Work required:
Restate the records below word for word, and omit the images they hold.

[Saved entries]
——————————

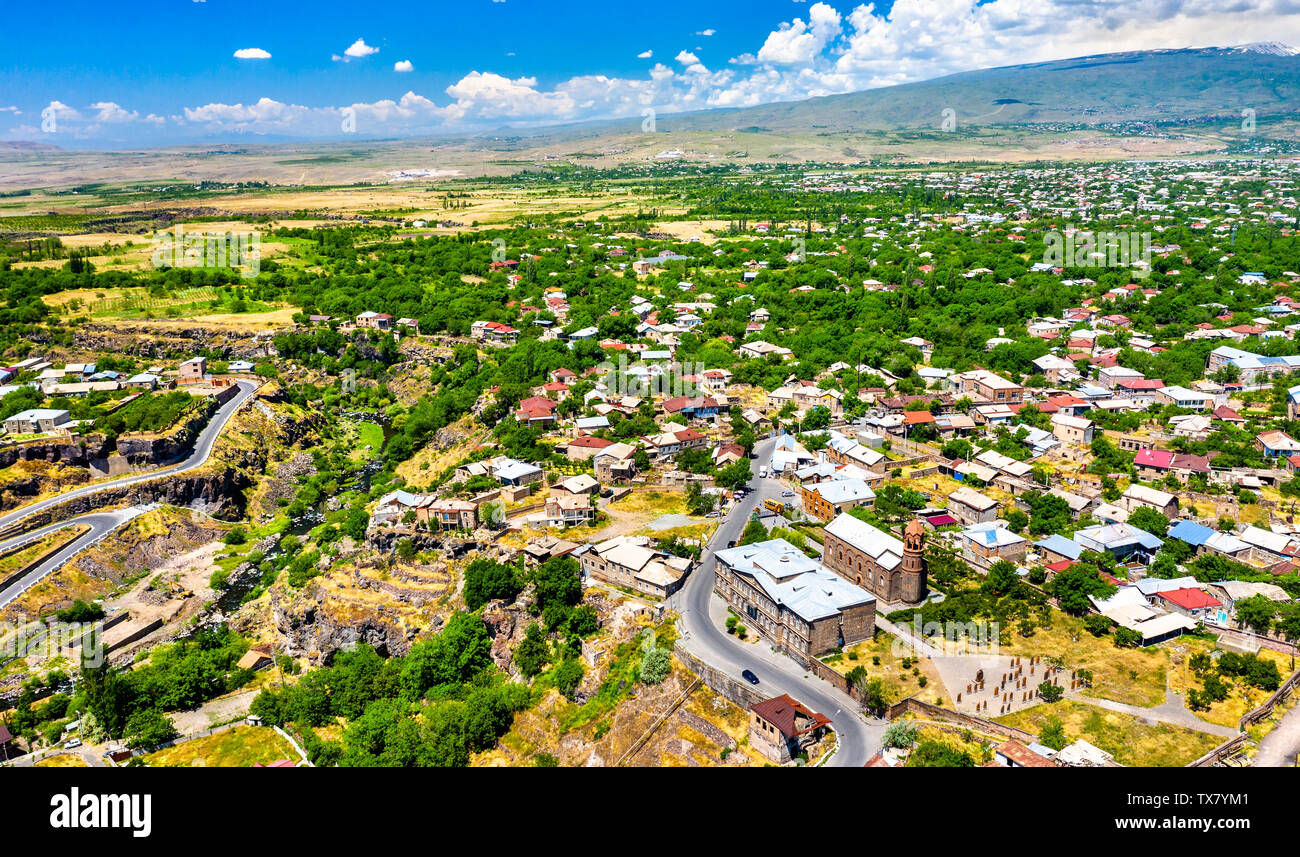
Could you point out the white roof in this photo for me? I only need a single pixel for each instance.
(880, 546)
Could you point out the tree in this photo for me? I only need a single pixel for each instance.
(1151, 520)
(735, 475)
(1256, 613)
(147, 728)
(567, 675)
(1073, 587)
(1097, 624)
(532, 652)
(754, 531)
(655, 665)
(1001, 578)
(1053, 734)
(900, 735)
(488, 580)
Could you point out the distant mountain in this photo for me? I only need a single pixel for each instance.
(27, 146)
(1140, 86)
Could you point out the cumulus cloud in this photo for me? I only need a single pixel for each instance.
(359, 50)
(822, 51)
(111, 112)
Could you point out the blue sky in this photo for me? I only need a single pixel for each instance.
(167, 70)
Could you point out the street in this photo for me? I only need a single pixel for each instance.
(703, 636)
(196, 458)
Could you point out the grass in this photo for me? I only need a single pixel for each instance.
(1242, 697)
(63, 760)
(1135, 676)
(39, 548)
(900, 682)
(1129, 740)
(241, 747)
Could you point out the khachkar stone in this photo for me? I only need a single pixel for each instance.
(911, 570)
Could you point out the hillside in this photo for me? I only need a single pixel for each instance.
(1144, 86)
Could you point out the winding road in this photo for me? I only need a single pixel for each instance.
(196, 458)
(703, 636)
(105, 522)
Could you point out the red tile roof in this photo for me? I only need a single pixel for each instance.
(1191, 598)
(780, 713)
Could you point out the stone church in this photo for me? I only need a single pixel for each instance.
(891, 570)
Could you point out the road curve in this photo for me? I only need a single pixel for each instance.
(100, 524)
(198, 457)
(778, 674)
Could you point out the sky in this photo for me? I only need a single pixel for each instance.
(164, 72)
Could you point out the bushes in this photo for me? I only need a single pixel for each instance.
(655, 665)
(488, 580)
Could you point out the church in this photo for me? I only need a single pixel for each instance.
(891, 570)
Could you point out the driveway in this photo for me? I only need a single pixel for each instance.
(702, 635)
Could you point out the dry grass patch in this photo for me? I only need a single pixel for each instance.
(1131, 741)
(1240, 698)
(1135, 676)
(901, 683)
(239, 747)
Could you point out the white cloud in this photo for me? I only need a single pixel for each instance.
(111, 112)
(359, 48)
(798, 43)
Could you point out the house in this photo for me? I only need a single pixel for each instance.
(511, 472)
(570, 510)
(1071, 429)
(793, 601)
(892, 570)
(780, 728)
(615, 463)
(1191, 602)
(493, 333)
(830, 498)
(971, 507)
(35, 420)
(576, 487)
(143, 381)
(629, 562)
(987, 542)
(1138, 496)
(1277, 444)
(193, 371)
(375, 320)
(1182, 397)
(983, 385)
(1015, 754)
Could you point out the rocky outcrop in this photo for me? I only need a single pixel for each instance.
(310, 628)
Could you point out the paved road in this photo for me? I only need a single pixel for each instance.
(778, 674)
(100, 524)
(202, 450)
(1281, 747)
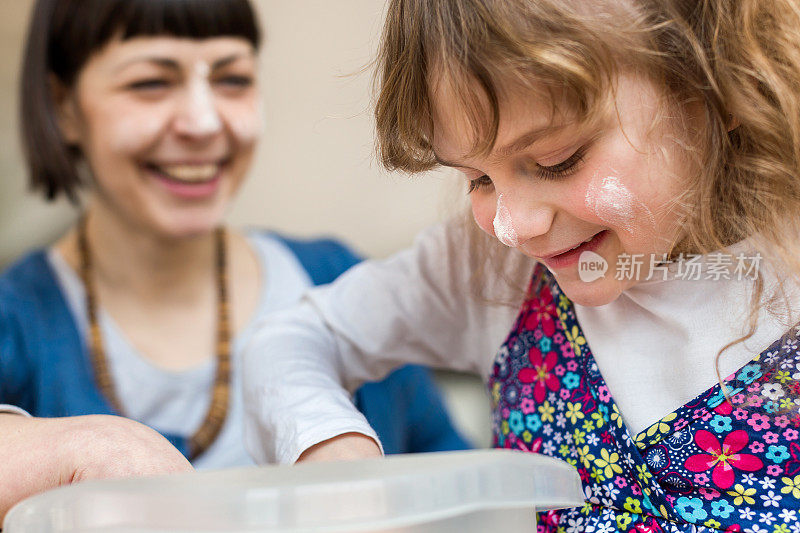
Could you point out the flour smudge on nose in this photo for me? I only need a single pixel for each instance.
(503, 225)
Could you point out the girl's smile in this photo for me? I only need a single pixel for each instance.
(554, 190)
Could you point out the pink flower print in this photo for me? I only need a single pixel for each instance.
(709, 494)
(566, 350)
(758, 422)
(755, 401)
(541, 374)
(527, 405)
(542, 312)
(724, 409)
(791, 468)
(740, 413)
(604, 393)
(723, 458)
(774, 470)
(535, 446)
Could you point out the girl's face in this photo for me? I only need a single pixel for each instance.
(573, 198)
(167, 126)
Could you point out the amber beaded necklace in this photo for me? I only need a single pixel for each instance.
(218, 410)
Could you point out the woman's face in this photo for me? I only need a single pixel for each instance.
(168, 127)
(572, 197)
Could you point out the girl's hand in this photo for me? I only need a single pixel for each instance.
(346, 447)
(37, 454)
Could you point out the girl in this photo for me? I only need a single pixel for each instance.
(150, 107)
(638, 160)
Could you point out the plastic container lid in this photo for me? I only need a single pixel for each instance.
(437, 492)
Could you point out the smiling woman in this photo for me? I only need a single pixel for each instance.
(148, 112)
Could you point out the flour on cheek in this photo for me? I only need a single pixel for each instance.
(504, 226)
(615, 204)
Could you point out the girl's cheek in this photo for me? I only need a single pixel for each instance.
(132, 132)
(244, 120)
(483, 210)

——————————

Task answer:
Could you point out the white roof in this photo for me? I only need a single pixel for each instance.
(880, 546)
Could you point out the tree in this photo for me? I only need a single pixel for each instance.
(1151, 520)
(735, 475)
(1256, 613)
(147, 728)
(567, 675)
(1073, 587)
(1097, 624)
(532, 652)
(754, 531)
(655, 665)
(1001, 578)
(1053, 734)
(900, 735)
(488, 580)
Could you point out the distant mountain in this photo for me? I only need a single pixel for each instance.
(27, 146)
(1140, 86)
Could you point out the cumulus cloud in this photo for me? I only need a single pixel for each instance.
(359, 50)
(822, 51)
(111, 112)
Could you point out the blue sky in this photo for me? I only need a single pixel for each instance.
(167, 70)
Could you point out the street in this photo for me? I only need a single pixel for each instance.
(703, 636)
(196, 458)
Could you point out the grass in this photo for me? I only need a single pixel for each instance.
(1242, 697)
(63, 760)
(1135, 676)
(39, 548)
(900, 682)
(1129, 740)
(241, 747)
Could you point out the khachkar stone in this photo for me? I only need a single pixel for each instance.
(911, 570)
Could you point out the hillside in this photo for me? I only need a single pixel for each instance.
(1144, 86)
Could you point out the winding road in this photo for me? I only need a single pixel for each instance.
(196, 458)
(703, 636)
(105, 522)
Could you point out the red tile roof in this photo for me? I only need a single pixel for each instance.
(1191, 598)
(780, 713)
Could you point out the stone church in this photo for me? I only need a single pixel for each instance.
(891, 570)
Could you point out the road curve in this photo for me? I only need a single pixel for each instance.
(100, 524)
(198, 457)
(778, 674)
Could you point out the sky in this photo for me? I only need a single pixel for each instance.
(164, 72)
Could you point out the bushes in this photo for me? I only need a single pixel for each instance.
(655, 665)
(488, 580)
Could you point out the church in this photo for me? I only need a single pixel for each instance.
(891, 570)
Could you point out the driveway in this photo for me? I only need a single pixel for each instance.
(702, 635)
Could you point out the dry grass patch in this photo for me? I only need a single pixel for each instance.
(1131, 741)
(1240, 698)
(1135, 676)
(901, 683)
(239, 747)
Could you point out the white cloud in this photo for me? I only need a single pixel for each instance.
(111, 112)
(359, 48)
(798, 43)
Could you point out the house in this photo for me? I only need a single pixel for each instance.
(511, 472)
(570, 510)
(1071, 429)
(793, 601)
(892, 570)
(780, 728)
(615, 463)
(1191, 602)
(493, 333)
(830, 498)
(971, 507)
(35, 420)
(576, 487)
(143, 381)
(629, 562)
(987, 542)
(1138, 496)
(1277, 444)
(193, 371)
(375, 320)
(1182, 397)
(983, 385)
(1015, 754)
Could you point out the rocky outcrop in this photo for me? I only need a single pixel for each instance.
(310, 628)
Could you point out the paved road in this photo for me? I only need a single pixel for each instance.
(778, 674)
(100, 524)
(202, 450)
(1281, 747)
Could you point out the flour smudge on nose in this photo for me? I only need a single pixel for each instance.
(503, 225)
Could you point out the girl's smile in this photo for me? I only need a single pixel for each instance.
(554, 190)
Could you point out the pink flower print in this photo for me? I only need a single pixel for each instance.
(709, 494)
(566, 350)
(758, 422)
(755, 401)
(541, 374)
(527, 405)
(542, 312)
(724, 409)
(791, 468)
(740, 413)
(604, 393)
(723, 458)
(774, 470)
(535, 446)
Could you point out the girl's face in this photo for me? I only need a single pixel for each instance.
(573, 198)
(167, 126)
Could you point out the amber beaded necklace in this photo for me? I only need a single pixel for each instance.
(218, 410)
Could you point out the woman's face in this photo for me? I only need a single pixel for each instance.
(168, 127)
(572, 197)
Could you point out the girl's hand in this photo for me? I only need a single pixel for each instance.
(346, 447)
(37, 454)
Could you point out the girl in this photo for me? I only need a single pixel for each instance.
(150, 107)
(638, 160)
Could you point out the plastic container lid in this photo for me? I only need a single pixel for each instance.
(437, 492)
Could you point out the smiling woman in this photo for me? I only need a single pixel for each instance.
(148, 112)
Could you point out the flour on cheek in this photo for me? I only need a single pixel for each instance.
(504, 226)
(615, 204)
Could you point out the girl's cheek in this photo for me? I only need a single pixel for each instance.
(132, 132)
(244, 120)
(483, 210)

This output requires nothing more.